OBJECTIVE - Copy out all of the rows below, swapping each "drop one marker per instance" for "place one point on each instance" and leaving everything else unchanged. Leave the pictures out of your copy.

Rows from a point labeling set
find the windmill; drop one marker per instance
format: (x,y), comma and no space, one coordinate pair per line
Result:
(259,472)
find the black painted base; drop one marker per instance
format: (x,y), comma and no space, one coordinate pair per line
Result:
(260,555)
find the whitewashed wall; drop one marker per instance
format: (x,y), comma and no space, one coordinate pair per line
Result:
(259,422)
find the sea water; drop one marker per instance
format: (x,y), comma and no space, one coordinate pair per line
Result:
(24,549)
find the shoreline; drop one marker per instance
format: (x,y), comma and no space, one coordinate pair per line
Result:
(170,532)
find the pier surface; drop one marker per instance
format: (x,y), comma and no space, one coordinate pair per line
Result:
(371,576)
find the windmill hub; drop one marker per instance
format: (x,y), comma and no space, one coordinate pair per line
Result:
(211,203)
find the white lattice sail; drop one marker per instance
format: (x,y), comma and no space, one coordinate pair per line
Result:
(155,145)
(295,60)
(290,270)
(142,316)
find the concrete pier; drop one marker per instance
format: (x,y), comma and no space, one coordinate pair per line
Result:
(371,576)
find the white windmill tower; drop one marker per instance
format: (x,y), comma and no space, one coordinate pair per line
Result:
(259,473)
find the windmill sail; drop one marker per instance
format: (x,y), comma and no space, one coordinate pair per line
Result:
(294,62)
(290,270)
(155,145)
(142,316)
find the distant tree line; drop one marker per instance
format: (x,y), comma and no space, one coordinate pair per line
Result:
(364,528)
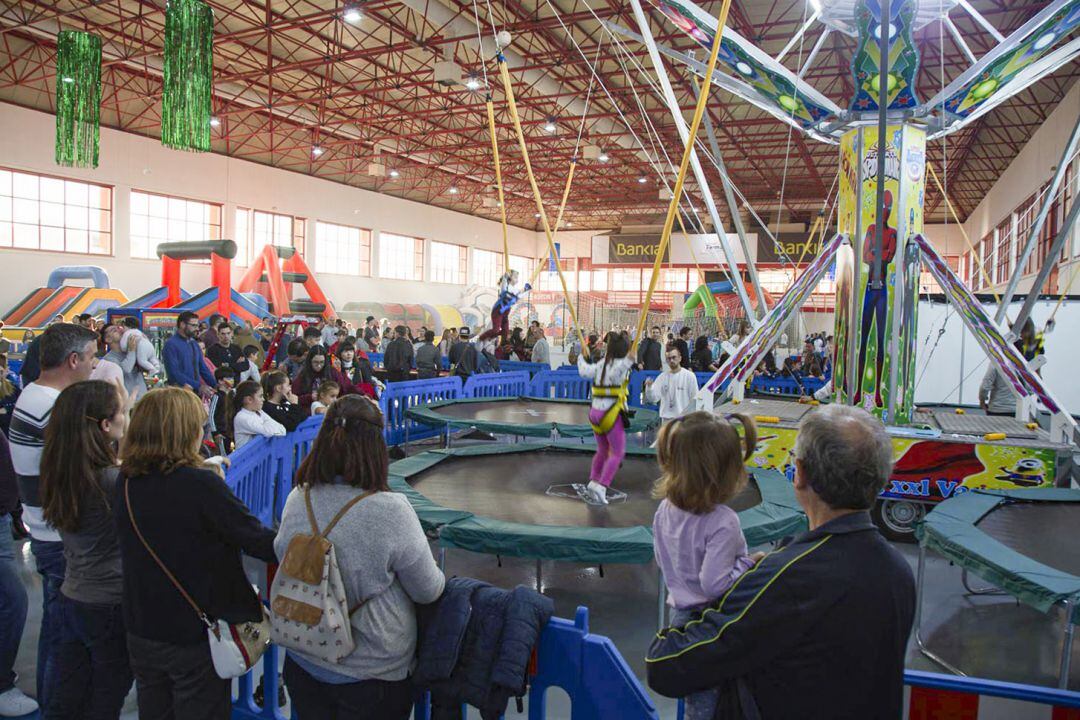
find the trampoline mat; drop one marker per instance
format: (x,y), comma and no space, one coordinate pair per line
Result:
(1043,531)
(518,411)
(512,488)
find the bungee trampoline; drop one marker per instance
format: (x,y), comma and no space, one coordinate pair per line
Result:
(495,500)
(1020,541)
(528,417)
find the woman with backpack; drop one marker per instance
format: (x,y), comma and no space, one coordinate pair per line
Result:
(342,505)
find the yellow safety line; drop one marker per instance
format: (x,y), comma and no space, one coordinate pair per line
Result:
(974,255)
(680,178)
(512,104)
(498,184)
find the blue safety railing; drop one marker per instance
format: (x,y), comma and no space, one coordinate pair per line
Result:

RESPONSE -
find the windmill; place one point on each instance
format: (x,y), comma and no space, one coordinate pair per line
Result:
(259,472)
find the black painted base; place one point on each instance
format: (x,y), comma and no space, one coordinate pair per line
Result:
(260,555)
find the whitewashed wall; place one point on each instance
format: (x,y), comma and no space, one coordinate pair per line
Result:
(259,422)
find the sea water; place one point on each instance
format: (x,y), comma and no space, one coordinate pair per line
Result:
(24,549)
find the shoreline; place one point on each instance
format: (x,y), comma and no space, one coordinate pair per line
Result:
(170,532)
find the pier surface; place one point on each instance
format: (x,y), comma and no space, one coordinate pair per line
Result:
(371,576)
find the windmill hub; place one point on each instance
format: (x,y), comma and no space, one coordinate pair per line
Result:
(211,203)
find the white lattice sail; place one point on each instance
format: (x,y), comma and no space, one coordinate pair per line
Result:
(155,145)
(295,60)
(290,270)
(142,316)
find the concrete pier; place one point on each instance
format: (x,y), comma and no space, one coordinate pair per line
Result:
(371,576)
find the white windmill tower; place one point on each instance
format: (x,y), comma and no space, one coordinate pair per line
Result:
(259,473)
find the windmill sail; place one point on each instance
format: (x,y), comma and no space, one coordinate pair per line
Result:
(294,62)
(290,270)
(155,145)
(142,316)
find the distant tree line; place one point on each instance
format: (x,y), comma and no space, one coordinate pair per line
Result:
(364,528)
find the trampoline mat; place one point on each instance
format: (x,y), comma and no space, one coordinate pair per line
Result:
(1043,531)
(518,411)
(512,488)
find the bungee trampoline; place one point on each instance
format: (x,y), comma and no space, one coordinate pair per line
Result:
(495,500)
(1020,541)
(528,417)
find the woman with backpack; place one point on each instance
format: (x,y), comma and no space, one coordinate pair per line
Result:
(342,505)
find the yellow safety line; place one point on each instance
format: (x,y), comma and no space, one coordinate pair per line
Result:
(974,255)
(680,178)
(512,104)
(498,184)
find the blue safety railing; place one point on each instance
format: (x,y), comma and no space, one coordinate pair per line
Result:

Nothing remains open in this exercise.